TEXT BLOCK:
__________

In figure 3(a), a drop off in the values of $\langle U\rangle /U_{b}$ from the laminar flow analytical solution (White Reference White2006, p. 113) can be observed for $Re<1000$ . This deviation from the analytical solution is surprising as the velocity fluctuations remain very low (about 2 %), indicating that the flow is laminar (see figure 3(b); the fluctuations, which ideally should be zero, can be attributed to the measurement noise of the LDV system). We believe this deviation of the observed $\langle U\rangle /U_{b}$ from the analytical solution can be ascribed to Coriolis effects due to the Earth’s rotation as has been observed previously in pipe flows by Draad & Nieuwstadt (Reference Draad and Nieuwstadt1998). They showed that the effect of rotation on a fully developed laminar flow can be estimated using the Ekman number, a ratio of viscous to Coriolis forces:

(3.1) $$\begin{eqnarray}Ek=\frac{{\it\nu}}{2{\it\Omega}D^{2}\sin {\it\alpha}},\end{eqnarray}$$

where ${\it\Omega}$ is the angular velocity of the Earth ( $7.272\times 10^{-5}~\text{s}^{-1}$ ), $D$ is the duct width (0.08 m) and ${\it\alpha}$ the angle between the duct axis and the Earth’s rotation axis ( ${\approx}69^{\circ }$ ). In our case, we obtain $Ek\approx 1$ for water, hence Coriolis effects cannot be ignored in the laminar regime for this fluid. The Coriolis force brings about a distortion in the laminar flow velocity profile, which should normally be parabolic and symmetrical about the wall bisector, by introducing acceleration components in the wall-normal directions.

__________

GIVEN TASK A:
Answer these questions about the passage on Coriolis effects in duct flow:
(i) To what are the small velocity fluctuations in the laminar regime attributed?
(ii) The Ekman number is a ratio of which two forces?
(iii) What is the value given for the duct width D?
GIVEN TASK B:
Carry on the passage on Coriolis effects in duct flow from its final sentence.
The data that come next have no connection to the passage on Coriolis effects in duct flow.

PROVIDED DATA:
__________

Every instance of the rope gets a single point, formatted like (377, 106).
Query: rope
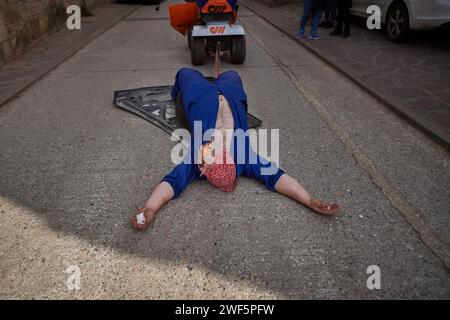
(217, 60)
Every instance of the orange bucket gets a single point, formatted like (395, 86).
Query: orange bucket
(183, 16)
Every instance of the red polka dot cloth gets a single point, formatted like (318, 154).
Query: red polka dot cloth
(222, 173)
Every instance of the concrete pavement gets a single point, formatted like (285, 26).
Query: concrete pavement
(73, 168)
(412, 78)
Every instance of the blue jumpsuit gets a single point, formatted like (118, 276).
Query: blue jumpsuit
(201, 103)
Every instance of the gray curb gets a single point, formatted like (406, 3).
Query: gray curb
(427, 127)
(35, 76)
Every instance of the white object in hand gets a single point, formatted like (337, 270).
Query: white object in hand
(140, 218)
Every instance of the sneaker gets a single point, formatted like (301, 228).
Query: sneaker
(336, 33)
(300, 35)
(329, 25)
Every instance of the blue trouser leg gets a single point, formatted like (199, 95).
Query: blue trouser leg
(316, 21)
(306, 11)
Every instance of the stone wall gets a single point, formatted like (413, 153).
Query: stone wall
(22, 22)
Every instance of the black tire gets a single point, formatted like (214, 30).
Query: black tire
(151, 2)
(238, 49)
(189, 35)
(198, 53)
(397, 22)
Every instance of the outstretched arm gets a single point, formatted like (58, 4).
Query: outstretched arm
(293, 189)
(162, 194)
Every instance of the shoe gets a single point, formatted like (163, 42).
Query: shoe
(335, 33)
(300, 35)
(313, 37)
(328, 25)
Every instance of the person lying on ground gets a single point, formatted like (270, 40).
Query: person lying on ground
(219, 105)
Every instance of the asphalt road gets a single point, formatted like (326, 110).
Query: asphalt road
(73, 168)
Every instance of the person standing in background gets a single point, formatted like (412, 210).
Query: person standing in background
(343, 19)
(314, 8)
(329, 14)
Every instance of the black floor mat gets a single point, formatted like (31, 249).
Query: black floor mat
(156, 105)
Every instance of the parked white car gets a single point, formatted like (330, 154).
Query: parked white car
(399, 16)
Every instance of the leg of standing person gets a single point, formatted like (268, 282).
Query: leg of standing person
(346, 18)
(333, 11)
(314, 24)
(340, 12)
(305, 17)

__________

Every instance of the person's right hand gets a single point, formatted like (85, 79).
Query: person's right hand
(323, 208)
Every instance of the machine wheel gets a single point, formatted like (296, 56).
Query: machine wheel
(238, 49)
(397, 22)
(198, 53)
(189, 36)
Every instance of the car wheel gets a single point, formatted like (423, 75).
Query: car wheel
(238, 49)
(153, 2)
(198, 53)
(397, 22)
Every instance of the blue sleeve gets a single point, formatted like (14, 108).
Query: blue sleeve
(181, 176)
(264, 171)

__________

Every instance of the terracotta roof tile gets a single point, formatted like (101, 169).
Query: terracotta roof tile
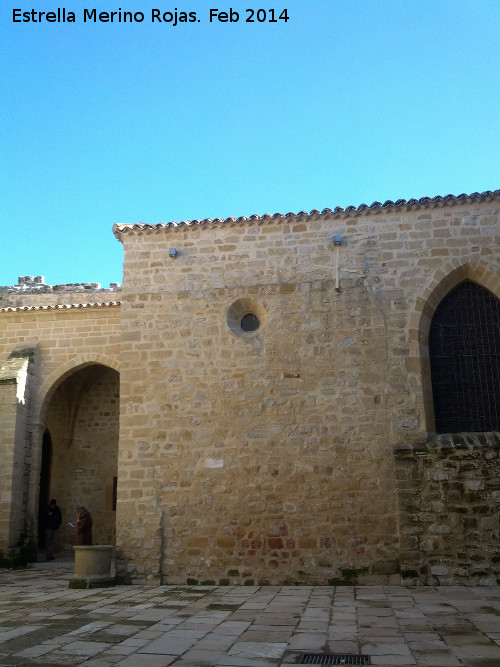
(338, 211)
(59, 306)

__________

REPLY A:
(i) The measurement noise of the LDV system.
(ii) Viscous forces to Coriolis forces.
(iii) 0.08 m.

REPLY B:
Transition can be said to take place at $Re\approx 1050$ as evidenced by a significant drop in the value of $\langle U\rangle /U_{b}$ from those of laminar flow. At this point, turbulence bursts are introduced into the laminar flow, hence the apparently large fluctuation levels recorded in figure 3(b). As the Reynolds number is increased, $u_{rms}/\langle U\rangle$ settles down to about 5 %, the turbulence having become self-sustaining, and $\langle U\rangle /U_{b}$ gradually approaches the fully turbulent value obtained from the DNS of Gavrilakis (Reference Gavrilakis1992). In turbulent flow, inertial forces dominate and Coriolis effect becomes negligible.

To reduce the effect of Coriolis force in the laminar regime, we make use of a more viscous liquid (50 % glycerol/water solution) resulting in $Ek\approx 7$ . This fluid is employed for all subsequent experiments. Figure 4(a,b) show the variation of $\langle U\rangle /U_{b}$ and $u_{rms}/\langle U\rangle$ with Reynolds number. The experimental data for $\langle U\rangle /U_{b}$ at $y/h=1$ can be observed to agree well with the laminar flow analytical solution until $Re\approx 800$ where there is a drop off once again due to the Coriolis effect. This is in agreement with the findings of Escudier et al. (Reference Escudier, Poole, Presti, Dales, Nouar, Desaubry, Graham and Pullum2005) who obtained laminar velocity profiles in pipe flow which were slightly asymmetric for $Re$ as low as 540 for $Ek\approx 5$ . Transition to turbulence can be observed to take place at $Re\approx 1250$ as indicated by an increase in velocity fluctuation levels as well as a significant drop in $\langle U\rangle /U_{b}$ from the laminar flow analytical solution. The difference in transition Reynolds number between water and 50 % glycerol/water solution can be attributed to their dissimilar laminar base profiles prior to transition.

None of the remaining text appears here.